DOCUMENT TEXT -
↓
Opposing Monumental Conservation (The Classroom)
"The most important piece of preservation legislation ever enacted."
Welcome to Utah!
During the first week of November, I got into the shuttle that was going to take me from the Salt Lake City Airport to Provo. We pulled away from the curb in snowy rain-rainy snow with low clouds that hid the mountains that surround the city. The driver asked why I was in town, and I explained I was lecturing about the history of public lands at Brigham Young University.
“The public lands were alright until the Antiquities Act; it just goes too far,” or something to that effect, was his initial reply.
Since the law went into effect in 1906, I gathered things had been bad for quite some time in Utah.
“The government owns 95% of Utah,” he informed me. (In fact, federal lands constitute 63% of Utah, but I gathered that accuracy might not be the point.)
Utah competes with Nevada for ground zero for anti-public lands sentiment. I knew that before I got to the Beehive State, of course. I did not want to argue facts or values with the man in charge of navigating through the crowded highways in suboptimal driving conditions, so I said that I understood some people thought that and hoped to leave it there. He turned to the retired dentist and his family along with the very young Latter-Day Saints missionary sitting in the back.
It didn’t take long, though, for him to return to me and lecture me about how Bears Ears National Monument—created with the Antiquities Act—had been a bad idea. It was ok to protect “hieroglyphics” (Oh dear!) he told me, but not all the rest. The government took land (it didn’t) and included too much extra land around the “petroglyphs” (thankfully he corrected himself) that it took hours and hours to get anywhere. Towns were going to disappear (they won’t). The soliloquy went on a little longer, but I had stopped listening closely.
My disposition is not to argue, and my upbringing (which I can usually summon) leads me not to be impolite. So I was able to keep quiet.
↑
DATASET EXCERPTS -
↓
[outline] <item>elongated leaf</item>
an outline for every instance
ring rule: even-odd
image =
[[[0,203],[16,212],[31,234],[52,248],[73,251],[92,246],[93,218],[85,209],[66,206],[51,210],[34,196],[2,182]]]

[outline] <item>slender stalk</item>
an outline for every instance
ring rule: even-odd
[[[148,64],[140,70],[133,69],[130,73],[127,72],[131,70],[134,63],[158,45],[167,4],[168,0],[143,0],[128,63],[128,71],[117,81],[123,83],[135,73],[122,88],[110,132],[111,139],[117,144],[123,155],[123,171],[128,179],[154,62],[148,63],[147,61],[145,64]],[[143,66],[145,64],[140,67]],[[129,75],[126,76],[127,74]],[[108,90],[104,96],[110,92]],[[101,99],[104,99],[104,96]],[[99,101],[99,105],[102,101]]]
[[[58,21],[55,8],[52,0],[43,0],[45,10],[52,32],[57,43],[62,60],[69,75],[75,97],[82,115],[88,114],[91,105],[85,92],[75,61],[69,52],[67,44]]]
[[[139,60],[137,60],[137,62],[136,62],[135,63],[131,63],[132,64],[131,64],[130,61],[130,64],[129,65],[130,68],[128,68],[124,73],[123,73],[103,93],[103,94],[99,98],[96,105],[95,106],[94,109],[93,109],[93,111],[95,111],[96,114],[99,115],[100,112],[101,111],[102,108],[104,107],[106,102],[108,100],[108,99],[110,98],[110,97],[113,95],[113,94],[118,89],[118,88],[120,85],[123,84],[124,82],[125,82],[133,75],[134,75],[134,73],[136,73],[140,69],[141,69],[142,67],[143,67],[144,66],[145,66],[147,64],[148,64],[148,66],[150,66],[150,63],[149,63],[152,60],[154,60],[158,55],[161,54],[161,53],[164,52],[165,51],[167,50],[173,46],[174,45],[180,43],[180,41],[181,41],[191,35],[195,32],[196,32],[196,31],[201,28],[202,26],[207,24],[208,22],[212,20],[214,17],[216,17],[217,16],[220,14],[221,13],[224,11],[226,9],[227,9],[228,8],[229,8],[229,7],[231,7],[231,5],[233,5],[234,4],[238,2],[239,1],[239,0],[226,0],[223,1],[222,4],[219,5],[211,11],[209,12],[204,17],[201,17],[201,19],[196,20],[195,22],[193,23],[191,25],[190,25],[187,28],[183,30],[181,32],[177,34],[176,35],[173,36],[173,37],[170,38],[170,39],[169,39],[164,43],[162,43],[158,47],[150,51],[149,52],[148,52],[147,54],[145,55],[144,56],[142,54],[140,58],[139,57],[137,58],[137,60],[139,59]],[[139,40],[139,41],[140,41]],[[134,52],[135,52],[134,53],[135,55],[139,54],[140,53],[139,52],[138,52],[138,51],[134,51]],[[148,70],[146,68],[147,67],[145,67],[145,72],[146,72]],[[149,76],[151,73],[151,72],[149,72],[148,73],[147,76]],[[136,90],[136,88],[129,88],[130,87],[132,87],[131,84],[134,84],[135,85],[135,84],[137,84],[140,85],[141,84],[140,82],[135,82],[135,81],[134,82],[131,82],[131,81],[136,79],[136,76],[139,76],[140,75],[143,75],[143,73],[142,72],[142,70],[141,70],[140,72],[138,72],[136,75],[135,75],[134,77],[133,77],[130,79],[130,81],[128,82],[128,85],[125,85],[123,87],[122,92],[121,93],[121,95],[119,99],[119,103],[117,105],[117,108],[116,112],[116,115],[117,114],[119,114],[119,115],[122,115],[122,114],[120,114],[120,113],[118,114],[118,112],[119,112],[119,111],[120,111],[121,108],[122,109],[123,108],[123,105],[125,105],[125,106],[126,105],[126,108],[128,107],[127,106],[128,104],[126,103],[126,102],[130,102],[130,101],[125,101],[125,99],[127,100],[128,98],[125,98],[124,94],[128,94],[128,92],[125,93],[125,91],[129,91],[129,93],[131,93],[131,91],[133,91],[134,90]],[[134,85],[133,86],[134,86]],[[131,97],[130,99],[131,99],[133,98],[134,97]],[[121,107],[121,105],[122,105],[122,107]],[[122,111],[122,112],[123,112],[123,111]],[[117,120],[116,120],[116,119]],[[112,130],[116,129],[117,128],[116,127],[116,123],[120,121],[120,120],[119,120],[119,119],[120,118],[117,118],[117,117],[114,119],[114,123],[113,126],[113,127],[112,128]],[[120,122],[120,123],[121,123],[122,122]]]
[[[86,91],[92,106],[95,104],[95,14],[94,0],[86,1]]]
↑
WRITTEN INSTRUCTION - Rewrite the passage of the Utah shuttle essay that begins with "Opposing Monumental Conservation" and ends after "his initial reply.", replacing "shuttle" with "van".

REPLY -
Opposing Monumental Conservation (The Classroom)
"The most important piece of preservation legislation ever enacted."
Welcome to Utah!
During the first week of November, I got into the van that was going to take me from the Salt Lake City Airport to Provo. We pulled away from the curb in snowy rain-rainy snow with low clouds that hid the mountains that surround the city. The driver asked why I was in town, and I explained I was lecturing about the history of public lands at Brigham Young University.
“The public lands were alright until the Antiquities Act; it just goes too far,” or something to that effect, was his initial reply.